Despite its design, the Strv 103 was intended for offensive operations. The armoured brigades of the Swedish Army, which operated the Strv 103, were designated anfallsbrigader (assault brigades) and tasked with launching counter-offensives on enemy beachheads and airborne landings. The stated Swedish armoured doctrine contemporary to the tank describes an aggressive approach to armoured warfare, even in defensive situations. The design of the Strv 103, with its low profile, was based on protection rather than defensive battlefield behaviour.

In 1980, the Swedish Army requested all tanks in the inventory to be scrapped and replaced with an unspecified Stridsvagn 2000 (tank for usage past year 2000). In 1982, the Riksdag decided for severe reduction of the military budget in Defence Act of 1982, and instead decided the tank-fleet should go through a renovation and modification (REMO) to at least somewhat bring them up to standard while within the economic limits imposed.

Performance 

The Stridsvagn 103 never saw combat and so its design remains unproven. However, for its intended role in the 1960s, it had numerous advantages. In 1967, Norway carried out a two-week comparative observation test with the Leopard 1 and found that, with closed hatches, the 103 spotted more targets and fired faster than the Leopard while the situation was reversed when operating with hatches open. In April to September 1968, two 103s were tested at the British armour school in Bovington, which reported that "the turretless concept of the "S"-tank holds considerable advantage over turreted tanks". In 1973, the BAOR tested the 103. British crewmen received six weeks training and the vehicles were serviced by Swedish engineers. Over nine days of manoeuvres alongside the Chieftain tank, availability never fell under 90% and the final report stated, "It has not been possible to prove any disadvantage in the "S" inability to fire on the move." In 1975, two 103s were tested at the American armour center at Fort Knox. The trial demonstrated that the 103 fired more accurately than the M60A1E3, but on an average of 0.5 seconds slower.

In comparison with the Centurion, the shorter track of the Strv 103 meant it performed worse on soft ground (mud and snow), and its trench taking and vertical obstacle capabilities were also significantly lower: where the Centurion climbed a 100 cm wall, the 103 was barely able to climb an 80 cm wall. On hard terrain, the 103 on the other hand was far more manoeuvrable.

Variants 

 Stridsvagn 103B As the weight of the Strv 103 had increased compared to the pre-production tanks, the 103 turned out to be under-powered. Hence, a more powerful version of the same gas turbine, manufactured by Caterpillar, was introduced after the first production run of 80 tanks. The early version tanks (retroactively designated Strv 103A) were soon upgraded to B-standard. Adjustments to the hydro-pneumatic suspension increased elevation range from −10 through +12 degrees, to −11 through +16 degrees.

» EXCERPTED RECORDS
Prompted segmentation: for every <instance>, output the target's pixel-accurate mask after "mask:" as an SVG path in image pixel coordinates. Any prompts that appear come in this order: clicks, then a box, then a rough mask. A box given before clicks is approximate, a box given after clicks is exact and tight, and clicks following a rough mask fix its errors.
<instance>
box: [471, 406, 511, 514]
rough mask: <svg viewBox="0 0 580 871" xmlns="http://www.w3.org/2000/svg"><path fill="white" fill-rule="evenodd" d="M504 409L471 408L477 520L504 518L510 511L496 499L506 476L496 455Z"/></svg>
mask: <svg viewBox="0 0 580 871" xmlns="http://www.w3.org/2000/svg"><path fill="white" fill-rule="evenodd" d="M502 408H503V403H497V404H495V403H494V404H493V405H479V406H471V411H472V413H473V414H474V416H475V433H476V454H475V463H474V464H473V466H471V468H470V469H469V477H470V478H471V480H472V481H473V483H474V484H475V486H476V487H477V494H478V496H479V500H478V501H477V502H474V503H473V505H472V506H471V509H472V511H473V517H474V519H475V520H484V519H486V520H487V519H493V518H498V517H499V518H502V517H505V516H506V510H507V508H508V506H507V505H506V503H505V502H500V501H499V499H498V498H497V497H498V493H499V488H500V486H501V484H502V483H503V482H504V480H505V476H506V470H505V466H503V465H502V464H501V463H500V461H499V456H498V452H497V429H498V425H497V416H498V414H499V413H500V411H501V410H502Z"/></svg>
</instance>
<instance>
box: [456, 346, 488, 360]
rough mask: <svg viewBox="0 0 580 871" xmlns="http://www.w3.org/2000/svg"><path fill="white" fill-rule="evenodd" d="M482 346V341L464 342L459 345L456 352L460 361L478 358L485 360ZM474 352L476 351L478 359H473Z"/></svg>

» WORK TO COMPLETE
(1) Decide whether each of the following statements agrees with the Strv 103 text. Answer yes or no for each, and quote the exact words of the text that settle it. (a) In Norway's 1967 test, the 103 spotted more targets than the Leopard 1 when its hatches were closed. (b) At Fort Knox, the 103 fired faster than the M60A1E3. (c) The 103 performed better than the Centurion on soft ground.
(2) Write out everything in the Strv 103 text from "In 1980, the" down to "economic limits imposed.".

» ANSWER LIST
(1)
(a) Yes: "with closed hatches, the 103 spotted more targets and fired faster than the Leopard"
(b) No: "the 103 fired more accurately than the M60A1E3, but on an average of 0.5 seconds slower"
(c) No: "the shorter track of the Strv 103 meant it performed worse on soft ground (mud and snow)"

(2)
In 1980, the Swedish Army requested all tanks in the inventory to be scrapped and replaced with an unspecified Stridsvagn 2000 (tank for usage past year 2000). In 1982, the Riksdag decided for severe reduction of the military budget in Defence Act of 1982, and instead decided the tank-fleet should go through a renovation and modification (REMO) to at least somewhat bring them up to standard while within the economic limits imposed.